# [Aim of the task]
All of the entries below are to be repeated word for word.
::::
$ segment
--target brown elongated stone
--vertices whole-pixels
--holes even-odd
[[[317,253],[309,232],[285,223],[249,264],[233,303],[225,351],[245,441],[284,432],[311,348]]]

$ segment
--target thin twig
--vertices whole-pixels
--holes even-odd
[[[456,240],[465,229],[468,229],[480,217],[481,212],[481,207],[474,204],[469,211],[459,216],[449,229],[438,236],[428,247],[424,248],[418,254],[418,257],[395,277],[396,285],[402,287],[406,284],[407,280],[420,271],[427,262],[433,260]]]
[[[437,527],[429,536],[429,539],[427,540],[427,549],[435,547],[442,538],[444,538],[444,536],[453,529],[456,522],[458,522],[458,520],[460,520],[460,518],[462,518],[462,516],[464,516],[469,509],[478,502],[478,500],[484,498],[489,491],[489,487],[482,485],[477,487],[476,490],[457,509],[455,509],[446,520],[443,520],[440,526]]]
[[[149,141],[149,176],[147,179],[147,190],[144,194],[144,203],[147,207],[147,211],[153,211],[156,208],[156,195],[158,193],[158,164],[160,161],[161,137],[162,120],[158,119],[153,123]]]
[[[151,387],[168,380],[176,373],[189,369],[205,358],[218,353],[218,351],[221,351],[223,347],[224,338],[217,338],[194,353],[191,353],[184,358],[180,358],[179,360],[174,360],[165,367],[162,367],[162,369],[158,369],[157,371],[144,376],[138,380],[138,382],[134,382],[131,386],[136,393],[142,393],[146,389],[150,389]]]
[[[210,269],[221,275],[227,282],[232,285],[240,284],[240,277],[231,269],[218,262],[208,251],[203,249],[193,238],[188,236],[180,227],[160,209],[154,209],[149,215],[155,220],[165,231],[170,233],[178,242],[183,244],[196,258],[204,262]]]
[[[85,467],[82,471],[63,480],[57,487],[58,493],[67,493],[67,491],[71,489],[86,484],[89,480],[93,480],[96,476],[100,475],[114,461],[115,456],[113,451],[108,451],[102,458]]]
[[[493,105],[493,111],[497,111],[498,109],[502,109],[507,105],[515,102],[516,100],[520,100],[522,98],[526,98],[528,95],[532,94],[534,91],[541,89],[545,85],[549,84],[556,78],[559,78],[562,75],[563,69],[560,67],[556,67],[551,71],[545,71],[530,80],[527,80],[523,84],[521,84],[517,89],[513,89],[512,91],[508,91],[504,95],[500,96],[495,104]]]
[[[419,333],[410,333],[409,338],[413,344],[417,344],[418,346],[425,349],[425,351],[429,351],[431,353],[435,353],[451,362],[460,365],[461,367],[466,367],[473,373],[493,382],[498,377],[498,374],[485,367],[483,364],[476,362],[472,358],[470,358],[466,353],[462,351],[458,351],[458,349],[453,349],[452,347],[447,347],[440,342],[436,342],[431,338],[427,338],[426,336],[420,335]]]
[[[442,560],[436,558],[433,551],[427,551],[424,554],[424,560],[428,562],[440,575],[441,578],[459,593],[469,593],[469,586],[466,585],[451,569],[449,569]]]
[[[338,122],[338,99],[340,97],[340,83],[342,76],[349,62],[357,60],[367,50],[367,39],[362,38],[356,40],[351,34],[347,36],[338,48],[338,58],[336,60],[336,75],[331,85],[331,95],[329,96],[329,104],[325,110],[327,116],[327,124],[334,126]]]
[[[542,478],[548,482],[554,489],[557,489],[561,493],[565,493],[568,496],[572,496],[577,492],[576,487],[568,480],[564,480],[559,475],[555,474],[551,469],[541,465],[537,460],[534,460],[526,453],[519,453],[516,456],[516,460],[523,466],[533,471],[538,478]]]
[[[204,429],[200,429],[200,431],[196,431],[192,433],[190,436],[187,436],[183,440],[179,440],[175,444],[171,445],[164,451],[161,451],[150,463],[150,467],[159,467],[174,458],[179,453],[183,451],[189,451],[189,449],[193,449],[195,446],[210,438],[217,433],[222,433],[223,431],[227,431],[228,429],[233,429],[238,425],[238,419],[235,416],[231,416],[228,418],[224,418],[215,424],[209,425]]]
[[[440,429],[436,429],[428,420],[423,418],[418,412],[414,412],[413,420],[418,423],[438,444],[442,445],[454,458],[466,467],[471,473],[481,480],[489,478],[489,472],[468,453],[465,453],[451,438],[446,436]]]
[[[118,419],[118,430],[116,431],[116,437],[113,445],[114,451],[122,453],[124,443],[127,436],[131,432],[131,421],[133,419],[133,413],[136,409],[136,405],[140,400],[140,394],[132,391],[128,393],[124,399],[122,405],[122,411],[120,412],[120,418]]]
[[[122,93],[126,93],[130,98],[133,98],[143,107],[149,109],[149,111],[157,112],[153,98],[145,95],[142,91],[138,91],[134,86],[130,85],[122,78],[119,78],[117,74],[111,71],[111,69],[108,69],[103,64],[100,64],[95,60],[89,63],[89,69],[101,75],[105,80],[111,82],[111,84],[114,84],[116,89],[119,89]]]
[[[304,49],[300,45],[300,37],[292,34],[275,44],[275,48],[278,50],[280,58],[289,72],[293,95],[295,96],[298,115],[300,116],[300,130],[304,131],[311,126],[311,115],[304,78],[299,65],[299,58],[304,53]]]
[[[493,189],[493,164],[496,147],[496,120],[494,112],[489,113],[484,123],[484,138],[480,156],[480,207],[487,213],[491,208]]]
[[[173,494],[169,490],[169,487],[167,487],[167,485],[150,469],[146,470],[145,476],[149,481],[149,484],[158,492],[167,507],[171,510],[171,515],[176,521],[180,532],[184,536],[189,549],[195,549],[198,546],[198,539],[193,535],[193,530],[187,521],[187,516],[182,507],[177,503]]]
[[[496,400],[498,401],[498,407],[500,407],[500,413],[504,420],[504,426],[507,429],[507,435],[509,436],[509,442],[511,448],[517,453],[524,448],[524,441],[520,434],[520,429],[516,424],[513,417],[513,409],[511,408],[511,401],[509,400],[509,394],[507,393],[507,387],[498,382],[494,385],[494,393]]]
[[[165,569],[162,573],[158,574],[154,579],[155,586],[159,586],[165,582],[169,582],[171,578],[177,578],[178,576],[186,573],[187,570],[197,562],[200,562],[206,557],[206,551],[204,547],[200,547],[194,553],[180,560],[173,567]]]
::::
# [Result of this task]
$ segment
--target brown elongated stone
--vertices whole-pixels
--holes even-odd
[[[317,253],[309,232],[285,223],[249,264],[233,303],[225,351],[245,441],[284,432],[311,348]]]

$ segment
--target thin twig
--vertices whole-pixels
--holes even-odd
[[[456,240],[465,229],[468,229],[480,217],[481,212],[481,207],[474,204],[469,211],[459,216],[449,229],[438,236],[428,247],[424,248],[418,254],[418,257],[395,277],[396,285],[402,287],[406,284],[407,280],[420,271],[427,262],[433,260]]]
[[[437,527],[429,536],[429,539],[427,540],[427,549],[435,547],[442,538],[444,538],[444,536],[453,529],[456,522],[458,522],[458,520],[460,520],[460,518],[462,518],[462,516],[464,516],[469,509],[478,502],[478,500],[484,498],[489,491],[489,487],[482,485],[477,487],[476,490],[457,509],[455,509],[446,520],[443,520],[440,526]]]
[[[149,141],[149,176],[147,179],[147,190],[144,194],[144,203],[147,207],[147,211],[153,211],[156,208],[156,195],[158,193],[158,164],[160,161],[161,137],[162,120],[158,119],[153,123]]]
[[[151,387],[168,380],[176,373],[189,369],[205,358],[218,353],[218,351],[221,351],[223,347],[224,338],[217,338],[194,353],[191,353],[184,358],[180,358],[179,360],[174,360],[165,367],[162,367],[162,369],[158,369],[157,371],[144,376],[138,380],[138,382],[134,382],[131,386],[136,393],[142,393],[146,389],[150,389]]]
[[[210,269],[221,275],[227,282],[232,285],[240,284],[240,277],[231,269],[218,262],[208,251],[203,249],[193,238],[188,236],[180,227],[160,209],[154,209],[149,215],[155,220],[165,231],[170,233],[178,242],[183,244],[196,258],[204,262]]]
[[[85,467],[82,471],[63,480],[57,487],[58,493],[67,493],[67,491],[71,489],[86,484],[89,480],[93,480],[96,476],[100,475],[114,461],[115,456],[113,451],[108,451],[102,458]]]
[[[493,105],[493,111],[497,111],[498,109],[502,109],[507,105],[515,102],[516,100],[520,100],[522,98],[526,98],[528,95],[532,94],[534,91],[541,89],[545,85],[549,84],[556,78],[559,78],[562,75],[563,69],[560,67],[556,67],[551,71],[545,71],[530,80],[527,80],[523,84],[521,84],[517,89],[513,89],[512,91],[508,91],[504,95],[500,96],[495,104]]]
[[[419,333],[410,333],[409,338],[413,344],[417,344],[418,346],[425,349],[425,351],[429,351],[431,353],[435,353],[451,362],[460,365],[461,367],[466,367],[473,373],[493,382],[498,377],[498,374],[485,367],[483,364],[476,362],[472,358],[470,358],[466,353],[462,351],[458,351],[458,349],[453,349],[452,347],[447,347],[440,342],[436,342],[431,338],[427,338],[426,336],[420,335]]]
[[[442,560],[436,558],[433,551],[427,551],[424,554],[424,560],[428,562],[440,575],[441,578],[459,593],[469,593],[469,586],[466,585],[451,569],[449,569]]]
[[[338,122],[338,99],[340,97],[340,83],[342,76],[349,62],[357,60],[367,50],[367,39],[362,38],[356,40],[351,34],[347,36],[338,48],[338,58],[336,60],[336,75],[331,85],[331,95],[329,96],[329,104],[325,110],[327,116],[327,124],[334,126]]]
[[[542,478],[548,482],[554,489],[557,489],[561,493],[565,493],[568,496],[572,496],[577,492],[576,487],[568,480],[564,480],[559,475],[555,474],[551,469],[541,465],[537,460],[534,460],[526,453],[519,453],[516,456],[516,460],[523,466],[533,471],[538,478]]]
[[[204,429],[200,429],[200,431],[196,431],[192,433],[190,436],[187,436],[183,440],[179,440],[175,444],[171,445],[164,451],[161,451],[150,463],[150,467],[159,467],[174,458],[179,453],[183,451],[189,451],[189,449],[193,449],[195,446],[210,438],[217,433],[222,433],[223,431],[227,431],[228,429],[233,429],[238,425],[238,419],[235,416],[231,416],[228,418],[224,418],[215,424],[209,425]]]
[[[440,429],[436,429],[428,420],[423,418],[418,412],[414,412],[413,420],[418,423],[438,444],[442,445],[454,458],[466,467],[471,473],[481,480],[489,478],[489,472],[468,453],[465,453],[451,438],[446,436]]]
[[[118,419],[118,430],[116,431],[116,437],[113,445],[114,451],[122,453],[124,443],[127,436],[131,432],[131,421],[133,419],[133,413],[136,409],[136,405],[140,400],[140,394],[132,391],[128,393],[124,399],[122,405],[122,411],[120,412],[120,418]]]
[[[122,93],[126,93],[130,98],[133,98],[143,107],[149,109],[149,111],[157,112],[153,98],[145,95],[142,91],[138,91],[134,86],[130,85],[122,78],[119,78],[117,74],[111,71],[111,69],[108,69],[103,64],[100,64],[95,60],[89,63],[89,69],[101,75],[105,80],[111,82],[111,84],[114,84],[116,89],[119,89]]]
[[[304,49],[300,45],[300,37],[292,34],[275,44],[275,48],[278,50],[280,58],[289,72],[293,95],[295,96],[298,115],[300,116],[300,130],[304,131],[311,126],[311,115],[304,78],[299,65],[299,58],[304,53]]]
[[[493,189],[493,164],[496,147],[496,120],[494,112],[489,113],[484,123],[484,138],[480,156],[480,207],[487,213],[491,208]]]
[[[173,494],[169,490],[169,487],[167,487],[167,485],[150,469],[146,470],[145,476],[149,481],[149,484],[158,492],[167,507],[171,510],[171,515],[176,521],[180,532],[184,536],[189,549],[195,549],[198,546],[198,539],[193,535],[193,530],[187,521],[187,516],[182,507],[177,503]]]
[[[496,400],[498,401],[498,407],[500,407],[500,413],[504,420],[504,426],[507,429],[507,435],[509,436],[509,442],[511,448],[517,453],[524,448],[524,441],[520,434],[520,429],[516,424],[513,417],[513,409],[511,408],[511,401],[509,400],[509,394],[507,393],[507,387],[498,382],[494,385],[494,393]]]
[[[165,569],[162,573],[158,574],[154,579],[155,586],[159,586],[165,582],[169,582],[171,578],[177,578],[178,576],[186,573],[187,570],[197,562],[200,562],[206,557],[206,551],[204,547],[200,547],[194,553],[180,560],[173,567]]]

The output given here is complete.